• **EXTRACT**
::::::::

9-Watching The Hateful Eight in 70 mm Cinerama at Christmas 2016 was a special moment, an event experience made as such by the extra effort put on by Tarantino. It was so packed I had to sit in the first or second row, which meant I had to go back a week later to see it from a better perspective. Another outstanding cinema event was the 2011 performance of the 1925 silent version of The Phantom of the Opera presented at the Fantasia International Film Festival, with live musical score by Montreal composer, conductor and musician Gabriel Thibaudeau.

10-Ok this one requires a little backstory. I moved the UK to start my PhD (Warwick University) in late summer of 1997. That was also the beginning of Offscreen, as I launched the first issue in July 1997. I published a few more issues while in the UK. One of the case study films for my dissertation was Tarkovsky’s Stalker. Although I had seen Stalker several times on 35mm, while I worked on the film for my PhD I studied it on VHS and then on a decent DVD copy from the Rustic label. When I defended my thesis 2002 Stalker was still only available on DVD, split across two DVDs (part 1, part 2). I pined for a good, no great copy of the film on Blu-ray. I thought my wait was over when Artificial Eye/Curzon announced the complete Tarkovsky on Blu-ray. I was overjoyed. But when I received my copy of Stalker in the mail in August 2016 and pushed it into the Blu-ray drive….disappointment. The transfer was underwhelming to say the least, at best a slight improvement over the Ruscico DVD, though the colors were more muted and drab. And then I catch a release notice that Criterion is about to distribute Stalker on Blu-ray. When? Through the beauty of sheer serendipity, July 2017! Eureka! I finally get my great digital copy of my favorite film, on the 20th anniversary of the commencement of my PhD and the debut of Offscreen. WOW!

From VHS to DVD to Blu-ray1 to Blu-ray2

Ruscico DVD

Artificial Eye Blu-ray

Criterion Blu-ray


Virginia Waxman (Film Professor, Film Historian, writer)

::::::::

• **WORK REQUIRED**
Continue the piece on memorable film experiences from the point where it stops. The listing that comes next has no connection to the piece on memorable film experiences.

• **DATASET SECTION**
::::::::

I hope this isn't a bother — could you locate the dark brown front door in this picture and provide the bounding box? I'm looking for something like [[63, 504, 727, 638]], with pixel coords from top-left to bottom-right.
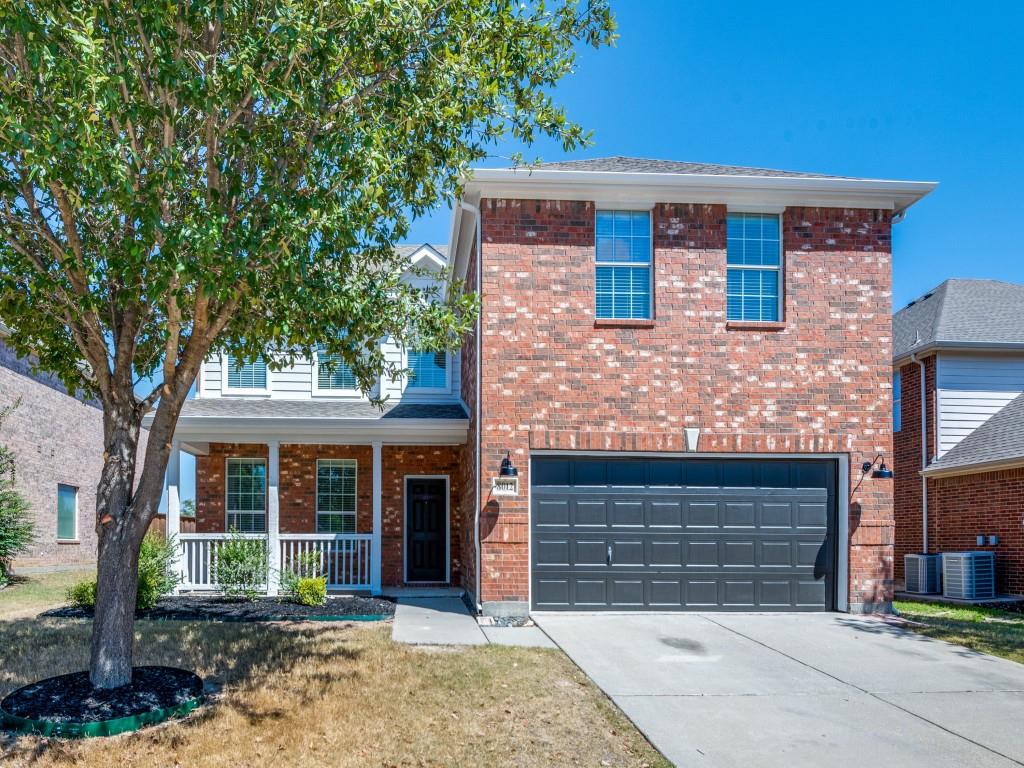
[[406, 477, 447, 582]]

::::::::

• **WRITTEN RESPONSE**
1-Since moving to Los Angeles in 2014 I have been enjoying the rich film culture that exists here. The city’s many revival and art film houses are complemented by beautifully restored movie palaces, and many screenings feature Q and A’s with filmmakers. Though not a purist, I enjoy the many opportunities offered here to see films in 35mm and 70mm—and there is even a 4-D theater near my house.

2-Two films, both Oscar winners, reflect profound changes in the way films are produced and reach the marketplace:

1997: Titanic, an event movie produced and distributed by Paramount Pictures, a major studio originally established in 1912.
2017: OJ: Made in America. Produced by ESPN, a sports television company launched in 1979. Is it a movie—or prestige television? The lines are becoming increasingly blurred.

3-Home movie theaters with expansive screens and elaborate sound systems can now compete with cineplexes.

4-Both O.J.: Made in America and 13th raised the public dialogue about race relations in the United States to a new level.

5-Most Important: Ava DuVernay: Not only because of the significant films she has directed, including Middle of Nowhere (2012), Selma (2014) and 13th (2016) but because of her work as a distributor of African-American made films, especially the revival of older titles like Ashes and Embers and Cooley High.

Most Disappointing: Terrence Malick

6-I still buy the occasional DVD, but I mostly stream films when I watch at home.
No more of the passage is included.